- _ASSIGNMENT_
Reply with one number, the count of lines below that contain the string "short".

#### AVAILABLE RECORDS

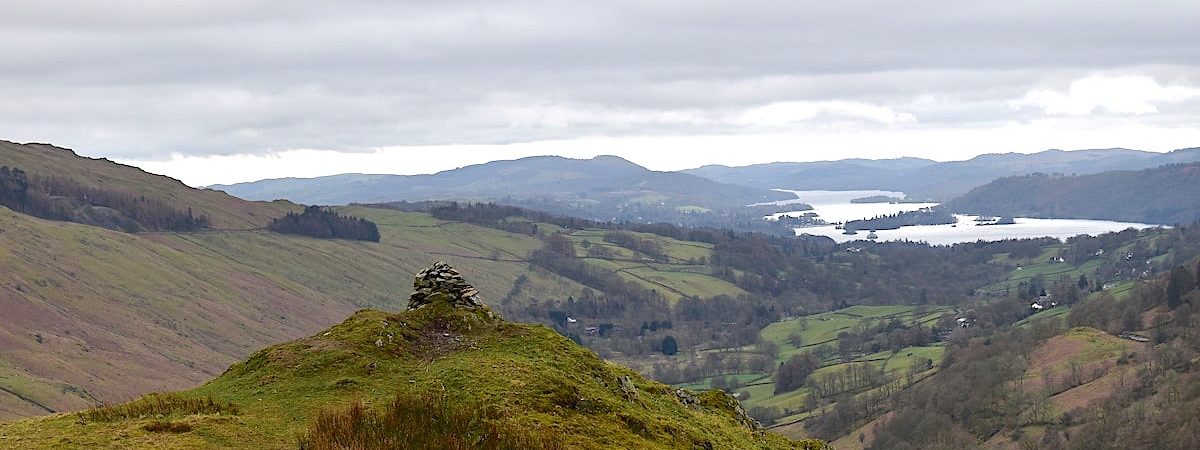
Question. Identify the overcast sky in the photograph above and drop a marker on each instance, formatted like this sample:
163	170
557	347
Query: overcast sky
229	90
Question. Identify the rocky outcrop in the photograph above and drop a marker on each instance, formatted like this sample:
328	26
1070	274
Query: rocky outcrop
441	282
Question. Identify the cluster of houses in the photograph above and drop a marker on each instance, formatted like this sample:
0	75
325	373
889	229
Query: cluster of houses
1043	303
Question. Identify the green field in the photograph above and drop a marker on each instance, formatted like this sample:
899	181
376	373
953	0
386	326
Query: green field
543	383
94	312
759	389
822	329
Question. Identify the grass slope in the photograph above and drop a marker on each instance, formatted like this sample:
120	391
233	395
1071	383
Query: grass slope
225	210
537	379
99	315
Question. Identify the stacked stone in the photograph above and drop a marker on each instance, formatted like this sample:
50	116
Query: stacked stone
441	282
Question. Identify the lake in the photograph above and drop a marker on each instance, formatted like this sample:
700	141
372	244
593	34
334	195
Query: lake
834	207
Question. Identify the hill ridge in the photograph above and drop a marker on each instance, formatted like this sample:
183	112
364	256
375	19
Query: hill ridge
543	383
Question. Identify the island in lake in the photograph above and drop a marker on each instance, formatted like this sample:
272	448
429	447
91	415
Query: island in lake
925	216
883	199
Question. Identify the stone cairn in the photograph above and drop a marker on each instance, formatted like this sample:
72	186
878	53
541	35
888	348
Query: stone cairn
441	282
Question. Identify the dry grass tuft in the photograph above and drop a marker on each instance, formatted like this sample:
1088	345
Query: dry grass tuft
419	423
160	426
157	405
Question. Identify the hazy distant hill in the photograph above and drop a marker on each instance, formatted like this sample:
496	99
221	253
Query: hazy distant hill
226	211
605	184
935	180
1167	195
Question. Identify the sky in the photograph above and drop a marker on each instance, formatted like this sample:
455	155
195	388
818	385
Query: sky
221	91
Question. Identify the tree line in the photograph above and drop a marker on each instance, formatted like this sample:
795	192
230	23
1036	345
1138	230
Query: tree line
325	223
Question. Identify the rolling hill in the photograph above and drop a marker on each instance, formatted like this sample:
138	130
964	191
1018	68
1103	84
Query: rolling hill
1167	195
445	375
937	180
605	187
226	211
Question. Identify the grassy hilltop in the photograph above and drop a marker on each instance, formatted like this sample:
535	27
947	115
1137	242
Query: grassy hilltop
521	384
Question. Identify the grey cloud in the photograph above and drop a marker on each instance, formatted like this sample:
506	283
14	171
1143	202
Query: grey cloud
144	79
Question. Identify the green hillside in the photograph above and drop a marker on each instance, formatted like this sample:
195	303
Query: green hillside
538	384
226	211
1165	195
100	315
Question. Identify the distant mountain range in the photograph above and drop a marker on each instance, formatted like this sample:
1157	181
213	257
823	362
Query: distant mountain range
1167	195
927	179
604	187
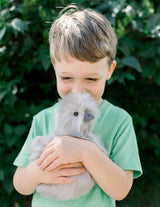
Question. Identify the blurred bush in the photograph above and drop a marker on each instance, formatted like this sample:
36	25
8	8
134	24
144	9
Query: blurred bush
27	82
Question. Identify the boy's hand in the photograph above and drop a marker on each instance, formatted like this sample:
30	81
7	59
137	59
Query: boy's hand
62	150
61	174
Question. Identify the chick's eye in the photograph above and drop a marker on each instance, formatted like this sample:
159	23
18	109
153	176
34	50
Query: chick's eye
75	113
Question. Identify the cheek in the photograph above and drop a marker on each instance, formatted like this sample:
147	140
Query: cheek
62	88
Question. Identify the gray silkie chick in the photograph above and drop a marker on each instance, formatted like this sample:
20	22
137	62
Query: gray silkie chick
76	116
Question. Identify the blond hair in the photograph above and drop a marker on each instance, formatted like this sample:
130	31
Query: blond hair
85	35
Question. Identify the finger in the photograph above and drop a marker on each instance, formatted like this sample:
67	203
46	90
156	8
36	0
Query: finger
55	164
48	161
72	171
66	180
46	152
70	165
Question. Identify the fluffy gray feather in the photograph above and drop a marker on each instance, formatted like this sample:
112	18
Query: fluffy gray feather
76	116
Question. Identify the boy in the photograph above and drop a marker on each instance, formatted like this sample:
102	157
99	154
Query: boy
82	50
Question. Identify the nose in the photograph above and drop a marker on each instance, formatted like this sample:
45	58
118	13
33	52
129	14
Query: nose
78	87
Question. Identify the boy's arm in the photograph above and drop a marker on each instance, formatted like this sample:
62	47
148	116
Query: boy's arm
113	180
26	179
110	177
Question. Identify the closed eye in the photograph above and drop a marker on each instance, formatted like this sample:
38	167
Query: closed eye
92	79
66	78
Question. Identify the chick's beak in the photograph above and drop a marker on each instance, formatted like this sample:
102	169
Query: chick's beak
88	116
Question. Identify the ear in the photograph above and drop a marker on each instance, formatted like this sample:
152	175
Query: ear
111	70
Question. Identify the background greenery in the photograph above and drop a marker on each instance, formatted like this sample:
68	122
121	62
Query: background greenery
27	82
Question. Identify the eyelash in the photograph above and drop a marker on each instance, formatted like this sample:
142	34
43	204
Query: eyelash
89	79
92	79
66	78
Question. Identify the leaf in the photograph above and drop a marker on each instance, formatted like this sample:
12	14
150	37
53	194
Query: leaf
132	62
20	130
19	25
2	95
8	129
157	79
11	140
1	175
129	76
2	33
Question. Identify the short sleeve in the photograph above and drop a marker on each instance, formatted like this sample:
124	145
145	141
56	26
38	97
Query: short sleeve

########

- _EXERCISE RESULT_
2